▸ **EXERCISE AIM**
Each record has to be returned exactly as it appears.

──────── RECORDS SHOWN ────────

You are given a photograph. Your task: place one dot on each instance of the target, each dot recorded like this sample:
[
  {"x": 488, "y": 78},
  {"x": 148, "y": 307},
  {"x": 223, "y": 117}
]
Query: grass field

────────

▸ **EXERCISE ANSWER**
You are given a photograph. Your task: place one dot on each instance of the target, each dot recorded like this sample:
[
  {"x": 488, "y": 78},
  {"x": 148, "y": 307},
  {"x": 223, "y": 117}
]
Query: grass field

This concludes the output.